§ **Data to process**
________________________________________
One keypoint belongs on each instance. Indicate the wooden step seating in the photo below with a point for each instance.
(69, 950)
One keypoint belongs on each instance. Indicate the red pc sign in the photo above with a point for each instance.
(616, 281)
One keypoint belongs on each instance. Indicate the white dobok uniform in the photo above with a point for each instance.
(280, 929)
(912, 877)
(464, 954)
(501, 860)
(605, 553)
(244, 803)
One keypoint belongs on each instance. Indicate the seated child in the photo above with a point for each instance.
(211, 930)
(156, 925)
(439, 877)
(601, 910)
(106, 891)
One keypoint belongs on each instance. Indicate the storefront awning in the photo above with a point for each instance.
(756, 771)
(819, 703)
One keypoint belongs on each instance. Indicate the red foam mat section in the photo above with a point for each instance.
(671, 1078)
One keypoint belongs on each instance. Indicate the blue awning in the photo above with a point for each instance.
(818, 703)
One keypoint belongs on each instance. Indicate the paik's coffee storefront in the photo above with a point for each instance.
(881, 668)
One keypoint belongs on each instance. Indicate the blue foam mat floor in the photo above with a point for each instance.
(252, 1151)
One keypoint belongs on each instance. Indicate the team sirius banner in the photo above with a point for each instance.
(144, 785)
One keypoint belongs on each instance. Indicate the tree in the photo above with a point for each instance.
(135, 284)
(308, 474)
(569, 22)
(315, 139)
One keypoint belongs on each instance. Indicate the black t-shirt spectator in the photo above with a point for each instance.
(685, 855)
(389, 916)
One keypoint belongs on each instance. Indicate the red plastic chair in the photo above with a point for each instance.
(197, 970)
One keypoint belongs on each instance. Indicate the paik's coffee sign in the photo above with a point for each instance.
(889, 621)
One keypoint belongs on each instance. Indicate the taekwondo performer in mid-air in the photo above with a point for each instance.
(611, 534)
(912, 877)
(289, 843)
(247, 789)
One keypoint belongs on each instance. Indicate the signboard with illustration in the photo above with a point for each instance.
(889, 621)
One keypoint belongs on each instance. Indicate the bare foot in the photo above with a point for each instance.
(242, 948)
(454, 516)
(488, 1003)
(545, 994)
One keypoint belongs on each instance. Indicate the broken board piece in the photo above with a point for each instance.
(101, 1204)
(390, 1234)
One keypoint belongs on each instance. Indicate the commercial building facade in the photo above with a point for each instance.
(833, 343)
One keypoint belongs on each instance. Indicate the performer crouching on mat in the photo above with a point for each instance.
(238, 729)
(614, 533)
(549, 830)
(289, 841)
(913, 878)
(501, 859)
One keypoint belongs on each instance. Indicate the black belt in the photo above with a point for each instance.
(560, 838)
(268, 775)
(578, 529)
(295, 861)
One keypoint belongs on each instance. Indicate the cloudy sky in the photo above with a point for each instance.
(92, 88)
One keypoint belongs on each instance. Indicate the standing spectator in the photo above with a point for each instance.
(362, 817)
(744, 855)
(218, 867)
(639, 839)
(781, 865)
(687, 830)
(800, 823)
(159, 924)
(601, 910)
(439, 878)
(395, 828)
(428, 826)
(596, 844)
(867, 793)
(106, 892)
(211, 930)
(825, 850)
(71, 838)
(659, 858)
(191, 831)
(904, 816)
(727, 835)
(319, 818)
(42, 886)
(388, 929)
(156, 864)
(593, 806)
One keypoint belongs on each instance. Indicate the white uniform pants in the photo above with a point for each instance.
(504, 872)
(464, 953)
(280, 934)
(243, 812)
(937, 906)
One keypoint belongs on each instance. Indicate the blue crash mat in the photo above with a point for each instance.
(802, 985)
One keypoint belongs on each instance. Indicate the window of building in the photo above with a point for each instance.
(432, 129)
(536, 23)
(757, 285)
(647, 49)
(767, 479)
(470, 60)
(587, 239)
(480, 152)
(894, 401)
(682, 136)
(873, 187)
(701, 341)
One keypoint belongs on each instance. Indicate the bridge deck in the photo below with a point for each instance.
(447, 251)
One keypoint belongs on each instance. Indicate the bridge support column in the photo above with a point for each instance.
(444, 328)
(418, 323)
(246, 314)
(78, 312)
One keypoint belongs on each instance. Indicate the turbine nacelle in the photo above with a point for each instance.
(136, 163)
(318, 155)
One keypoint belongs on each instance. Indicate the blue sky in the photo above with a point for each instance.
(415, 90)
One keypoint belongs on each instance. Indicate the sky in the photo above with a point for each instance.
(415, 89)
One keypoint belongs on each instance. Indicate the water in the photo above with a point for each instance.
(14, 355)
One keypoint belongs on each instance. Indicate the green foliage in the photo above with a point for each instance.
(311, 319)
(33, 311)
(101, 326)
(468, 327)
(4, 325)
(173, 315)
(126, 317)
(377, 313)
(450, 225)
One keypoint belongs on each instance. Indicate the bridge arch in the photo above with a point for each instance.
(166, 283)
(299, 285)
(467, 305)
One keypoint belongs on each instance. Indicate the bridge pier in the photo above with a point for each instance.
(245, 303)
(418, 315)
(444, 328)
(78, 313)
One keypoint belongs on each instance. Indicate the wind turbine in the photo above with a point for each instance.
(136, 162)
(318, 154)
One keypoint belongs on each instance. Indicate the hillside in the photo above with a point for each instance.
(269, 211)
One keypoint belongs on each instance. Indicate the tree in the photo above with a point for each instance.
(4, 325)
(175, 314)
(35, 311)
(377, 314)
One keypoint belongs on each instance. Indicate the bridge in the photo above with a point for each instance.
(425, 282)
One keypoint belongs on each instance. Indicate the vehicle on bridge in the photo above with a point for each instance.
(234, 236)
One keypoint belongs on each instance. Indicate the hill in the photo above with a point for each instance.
________________________________________
§ **Exercise goal**
Set down the material above exactly, in full.

§ **Solved exercise**
One keypoint belongs on each instance. Indicate the wooden step seating in the photo below with a point for each instance.
(69, 950)
One keypoint belongs on each instance. Indicate the red pc sign in the photo above with a point for each instance.
(616, 281)
One keypoint belongs on each instance. Indicate the white dobok uniform in the photo above with a point for each instance.
(280, 929)
(912, 877)
(464, 954)
(501, 860)
(605, 553)
(244, 803)
One keypoint belongs on each instance. Indicate the seated child in the photo above with a point for each instance.
(211, 930)
(156, 925)
(439, 877)
(601, 910)
(106, 891)
One keypoint belongs on each instance. Indicate the storefront awning in the photo above with a point for each instance.
(756, 771)
(819, 703)
One keypoint belongs on each instance. Indicate the red foam mat section in the photo above with a point for each instance.
(671, 1078)
One keypoint belongs on each instance. Indicate the blue awning in the photo above with a point for each instance.
(818, 703)
One keypoint belongs on each instance. Indicate the paik's coffee storefront in the photo above with a point for each instance.
(881, 668)
One keypoint belongs on each instance. Indicate the blue foam mat floor in the photo above with a point for each instance.
(252, 1151)
One keypoint belongs on each instance. Indicate the team sirius banner in the photo above with a point for each instance.
(144, 785)
One keypoint belongs on each instance. Indicate the tree in the photo above with a point for each instance.
(135, 284)
(308, 474)
(569, 22)
(315, 139)
One keypoint belongs on each instance. Indicate the black t-shirt spectator in the photo above with a point for each instance.
(685, 855)
(389, 916)
One keypoint belongs on each instance. Indicate the red plastic chair in the photo above with a point for each instance.
(197, 970)
One keypoint belongs on each instance. Indicate the paik's coffee sign in the photo above with a point for each instance.
(889, 621)
One keypoint belongs on each instance. Indicate the taekwondo performer in mid-air in the photo above with a point for each instance.
(611, 534)
(912, 877)
(289, 843)
(247, 789)
One keypoint belongs on each instance. Indicate the signboard with illustration in the photo above with a point for each instance.
(889, 621)
One keypoint belongs on each instance. Indicate the bare foot in the photo above with a point for each instance.
(242, 948)
(454, 516)
(488, 1003)
(545, 994)
One keypoint belongs on each instance. Indicate the broken board piece in the photo above with a point for each instance.
(101, 1204)
(390, 1234)
One keypoint belongs on each instance. Indicate the commercial building facade in the photo above with a point for each instance.
(833, 343)
One keypoint belongs on each instance. Indicate the performer crouching on mat in the photo above with a point for each instance.
(238, 729)
(614, 533)
(549, 830)
(289, 841)
(913, 878)
(501, 859)
One keypoint belongs on each instance. Indicate the black belt in the photo above with a point for each instance.
(560, 838)
(268, 775)
(578, 529)
(295, 861)
One keypoint belongs on each instance. Indicate the cloudy sky in the photo above with a point for each instance.
(92, 88)
One keypoint belongs on each instance. Indicate the standing spectator in the photo above with a point for each instance.
(362, 817)
(744, 855)
(218, 867)
(639, 839)
(781, 865)
(687, 830)
(800, 823)
(159, 924)
(601, 910)
(439, 878)
(395, 828)
(428, 826)
(596, 844)
(867, 793)
(106, 892)
(211, 930)
(825, 850)
(71, 838)
(659, 858)
(191, 831)
(904, 816)
(727, 835)
(319, 818)
(42, 886)
(388, 929)
(156, 864)
(593, 806)
One keypoint belongs on each instance. Indicate the white uniform pants in the photo above with a point for each instance.
(504, 872)
(464, 953)
(280, 934)
(243, 812)
(937, 906)
One keypoint belongs on each instance. Indicate the blue crash mat in the photo above with a point for each instance.
(802, 985)
One keypoint belongs on each instance. Indicate the window of building in the photo above with a point for each instance.
(432, 129)
(536, 23)
(757, 285)
(647, 49)
(767, 479)
(470, 60)
(587, 239)
(480, 152)
(894, 401)
(682, 136)
(873, 187)
(701, 341)
One keypoint belongs on each instance. Indicate the bridge deck in the photo below with a point for each instance.
(447, 251)
One keypoint belongs on each instance. Indicate the bridge support column in the photo above with a point for each instance.
(444, 328)
(418, 323)
(246, 314)
(78, 312)
One keypoint belongs on each instance. Indicate the turbine nacelle in the photo above with a point for each instance.
(136, 163)
(318, 155)
One keypoint belongs on each instance. Indicate the blue sky in the photo above with a point for each instance.
(415, 90)
One keypoint belongs on each instance. Indicate the sky in the photo above with a point for each instance.
(415, 89)
One keypoint belongs on each instance. Indicate the water in the photo above with a point for each instance.
(14, 355)
One keypoint belongs on each instance. Indicate the green foliage in the photo above with a point for each instance.
(311, 319)
(33, 311)
(101, 326)
(468, 327)
(4, 325)
(173, 315)
(126, 317)
(377, 313)
(450, 225)
One keypoint belongs on each instance. Indicate the bridge arch in the photo above with a point for each instance.
(166, 283)
(299, 285)
(467, 305)
One keypoint belongs on each instance. Indicate the bridge pier in the photo above with a point for each instance.
(245, 303)
(418, 315)
(444, 328)
(78, 313)
One keypoint belongs on each instance. Indicate the wind turbine in the photo above with a point for each instance.
(136, 162)
(318, 154)
One keypoint belongs on each instance. Indicate the hillside in the photo above with a point for each instance.
(269, 211)
One keypoint belongs on each instance. Indicate the tree in the photo above with a point for each instance.
(4, 325)
(175, 314)
(35, 311)
(377, 314)
One keypoint belongs on each instance. Indicate the bridge in the photo above with a point for each instance.
(425, 282)
One keypoint belongs on each instance. Indicate the vehicle on bridge in the photo above with a point for each instance.
(234, 236)
One keypoint belongs on each instance. Indicate the hill in the photo above with a point for each instance.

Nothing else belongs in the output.